• _TEXT EXCERPT_

Less Irish unity, more Irish cooperation, please

[This is taken from A Note from the Next Door Neighbours, the monthly e-bulletin of Andy Pollak, Director of the Centre for Cross Border Studies in Armagh and Dublin]

I think it would be fair to say that something like 90% of people in the Republic of Ireland never think about Northern Ireland these days, other than, very occasionally, as a place to go to do some cut-price shopping. The North doesn’t even enter their consciousness.

A striking example of this was on the evening of Friday 21st August, when the viaduct across the Malahide estuary which carries the main Dublin-Belfast railway line collapsed, with the prospect of serious disruption of that vital communications link for up to six months. In the reporting of this incident on RTE over the following weekend, it was as if the North did not exist. In the dozen or so news bulletins I heard, this was a ‘commuter’ line serving north Dublin and Louth. The 800,000 passengers who take the Enterprise express every year were simply invisible. It was not until the Sunday night that this changed, brought about – it seemed to me – by the spokesman for the Automobile Assocation, of all organisations, underlining the ‘iconic’ importance of the Dublin-Belfast line to the island of Ireland.

• _WRITTEN INSTRUCTION 1_
In the entries, convert the lines between the one containing "trace --target=blurred white" and the one containing "195L348 198L346 198L346", inclusive, into a Markdown table with the columns Nr and Line. Skip blank lines and leave the pictures out.
The entries that follow have no connection to the article on Irish cooperation.

• _RECORDED DATA_
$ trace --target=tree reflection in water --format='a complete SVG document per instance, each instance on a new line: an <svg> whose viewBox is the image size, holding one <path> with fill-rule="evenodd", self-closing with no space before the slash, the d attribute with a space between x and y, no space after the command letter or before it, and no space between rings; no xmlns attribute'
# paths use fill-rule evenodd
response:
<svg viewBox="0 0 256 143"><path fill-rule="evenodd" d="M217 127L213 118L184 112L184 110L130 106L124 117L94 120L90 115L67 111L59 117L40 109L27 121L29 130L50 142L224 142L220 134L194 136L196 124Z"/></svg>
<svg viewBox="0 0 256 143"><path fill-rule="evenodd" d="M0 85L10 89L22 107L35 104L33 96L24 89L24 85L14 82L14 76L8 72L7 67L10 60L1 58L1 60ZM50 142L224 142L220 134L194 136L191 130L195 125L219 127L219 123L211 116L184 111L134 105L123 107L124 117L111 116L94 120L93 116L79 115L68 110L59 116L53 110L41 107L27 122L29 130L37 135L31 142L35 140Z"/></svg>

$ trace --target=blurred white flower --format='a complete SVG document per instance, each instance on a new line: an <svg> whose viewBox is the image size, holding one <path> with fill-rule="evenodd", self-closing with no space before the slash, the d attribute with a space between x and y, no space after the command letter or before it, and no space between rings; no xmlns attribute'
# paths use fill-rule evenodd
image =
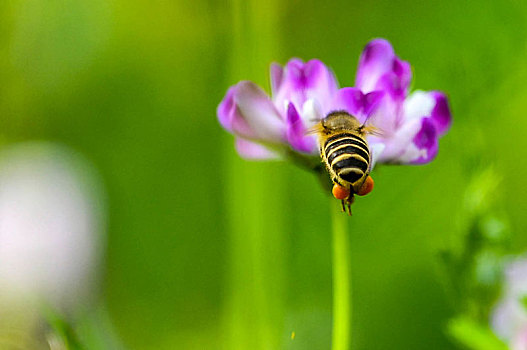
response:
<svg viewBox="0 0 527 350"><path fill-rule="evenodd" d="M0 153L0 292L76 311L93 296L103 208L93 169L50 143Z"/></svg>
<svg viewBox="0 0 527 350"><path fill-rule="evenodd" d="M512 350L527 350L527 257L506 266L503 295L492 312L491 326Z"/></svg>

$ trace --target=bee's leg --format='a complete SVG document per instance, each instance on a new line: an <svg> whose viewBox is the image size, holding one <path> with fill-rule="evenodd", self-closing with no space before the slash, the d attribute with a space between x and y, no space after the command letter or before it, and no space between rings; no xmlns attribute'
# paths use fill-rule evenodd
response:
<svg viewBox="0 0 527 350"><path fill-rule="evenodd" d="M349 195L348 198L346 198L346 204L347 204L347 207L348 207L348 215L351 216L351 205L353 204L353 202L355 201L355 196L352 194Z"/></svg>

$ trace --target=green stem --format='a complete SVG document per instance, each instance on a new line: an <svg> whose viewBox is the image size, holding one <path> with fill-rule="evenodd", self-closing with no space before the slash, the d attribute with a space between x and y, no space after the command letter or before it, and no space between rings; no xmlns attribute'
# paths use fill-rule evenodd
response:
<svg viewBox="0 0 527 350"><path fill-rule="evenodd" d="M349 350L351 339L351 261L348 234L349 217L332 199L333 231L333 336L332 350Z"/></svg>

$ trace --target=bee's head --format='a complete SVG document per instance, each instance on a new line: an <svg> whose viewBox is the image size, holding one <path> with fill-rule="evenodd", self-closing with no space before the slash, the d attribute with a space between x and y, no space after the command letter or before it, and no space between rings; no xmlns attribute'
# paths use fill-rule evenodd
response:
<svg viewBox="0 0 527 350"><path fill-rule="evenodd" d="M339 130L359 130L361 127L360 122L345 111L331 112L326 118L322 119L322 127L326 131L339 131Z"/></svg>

• _WRITTEN INSTRUCTION 2_
Return the full article on Irish cooperation word for word.

• _EXERCISE RESPONSE 1_
| Nr | Line |
|---|---|
| 1 | $ trace --target=blurred white flower --format='a complete SVG document per instance, each instance on a new line: an <svg> whose viewBox is the image size, holding one <path> with fill-rule="evenodd", self-closing with no space before the slash, the d attribute with a space between x and y, no space after the command letter or before it, and no space between rings; no xmlns attribute' |
| 2 | # paths use fill-rule evenodd |
| 3 | image = |
| 4 | response: |
| 5 | <svg viewBox="0 0 527 350"><path fill-rule="evenodd" d="M0 153L0 292L76 311L93 296L103 208L93 169L50 143Z"/></svg> |
| 6 | <svg viewBox="0 0 527 350"><path fill-rule="evenodd" d="M512 350L527 350L527 257L506 266L503 295L492 312L491 326Z"/></svg> |
| 7 | $ trace --target=bee's leg --format='a complete SVG document per instance, each instance on a new line: an <svg> whose viewBox is the image size, holding one <path> with fill-rule="evenodd", self-closing with no space before the slash, the d attribute with a space between x and y, no space after the command letter or before it, and no space between rings; no xmlns attribute' |
| 8 | # paths use fill-rule evenodd |
| 9 | response: |
| 10 | <svg viewBox="0 0 527 350"><path fill-rule="evenodd" d="M349 195L348 198L346 198L346 204L347 204L347 207L348 207L348 215L351 216L351 205L353 204L353 202L355 201L355 196L352 194Z"/></svg> |

• _EXERCISE RESPONSE 2_
Less Irish unity, more Irish cooperation, please

[This is taken from A Note from the Next Door Neighbours, the monthly e-bulletin of Andy Pollak, Director of the Centre for Cross Border Studies in Armagh and Dublin]

I think it would be fair to say that something like 90% of people in the Republic of Ireland never think about Northern Ireland these days, other than, very occasionally, as a place to go to do some cut-price shopping. The North doesn’t even enter their consciousness.

A striking example of this was on the evening of Friday 21st August, when the viaduct across the Malahide estuary which carries the main Dublin-Belfast railway line collapsed, with the prospect of serious disruption of that vital communications link for up to six months. In the reporting of this incident on RTE over the following weekend, it was as if the North did not exist. In the dozen or so news bulletins I heard, this was a ‘commuter’ line serving north Dublin and Louth. The 800,000 passengers who take the Enterprise express every year were simply invisible. It was not until the Sunday night that this changed, brought about – it seemed to me – by the spokesman for the Automobile Assocation, of all organisations, underlining the ‘iconic’ importance of the Dublin-Belfast line to the island of Ireland.